**What you need to do:**
(a) Answer these from the Taipei Connections article:
(i) On what dates did Taipei Connections run?
(ii) What medium is Ai Weiwei's Odyssey made in?
(iii) When did Dóra Maurer train as a graphic artist?
(b) Pick up the Taipei Connections article after its final sentence and keep writing in the same style.

── Text passage

Taipei Connections: Eleven Works to Collect
In Partnership with Taipei Connections
The Ocula team picks out some of the most collectible works at Taipei Connections (2–10 May 2020), an online platform launched by Ocula and Taipei Dangdai.
Ai Weiwei, Odyssey (2016). Wallpaper. 16,800 x 16,800 cm. Courtesy Chambers Fine Art.
Ai Weiwei, Odyssey (2016) at Chambers Fine Art
Resembling paintings on a Grecian urn, this wallpaper is an epic narrative about the plight of refugees, one of Ai Weiwei's chief concerns in recent years. Ai himself fled China for Europe after years of violence and intimidation.
Dóra Maurer, Overlappings 34 (2006) at White Cube
Dóra Maurer trained as a graphic artist in the late 1950s, and the process of printmaking is cleverly alluded to in her elegant Overlappings works, which are painted in acrylic on canvas and wood.

────
── Data excerpt

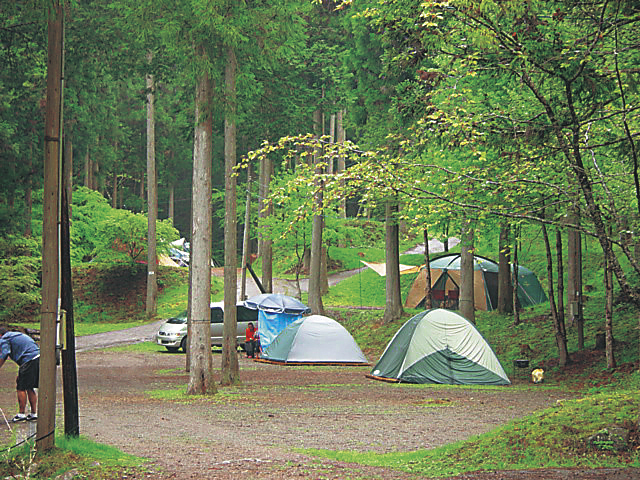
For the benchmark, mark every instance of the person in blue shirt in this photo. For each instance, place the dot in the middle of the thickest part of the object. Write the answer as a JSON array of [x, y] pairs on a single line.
[[25, 352]]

────

**Written responses:**
(a)
(i) 2–10 May 2020
(ii) Wallpaper
(iii) In the late 1950s

(b)
Nam June Paik, Satellite (1995) at Galerie Bhak
The man who coined the phrase 'electronic super highway' captured a pivotal moment in our evolution from analogue to Internet. Already, his use of TV screens feels retro-futuristic, imbued with more optimism than trepidation.
El Anatsui, E-Witness (2017) at Axel Vervoordt Gallery
Ghana-born artist El Anatsui creates bottle-cap hangings that look more like tapestries or animal skins, upcycling them with an exquisite eye for colour and form.
Chung Sang-Hwa, Work 72-B (1972) at Lévy Gorvy
A central figure of the Dansaekhwa, or 'monochrome painting' school, Korean artist Chung Sang-Hwa describes his process as a cycle of destruction and restoration. This way of working gives his paintings an almost geological depth and complexity.
Doug Aitken, FUTURE (2019) at Galerie Eva Presenhuber
The landscape is one of Doug Aitken's favorite materials, evidenced by works such as Mirage (2017), a ranch-style home covered in mirrors that disappeared into the Coachella Valley desert. FUTURE is a fittingly ambivalent work, offering the hope of daylight behind menacing, teeth-like stalactites.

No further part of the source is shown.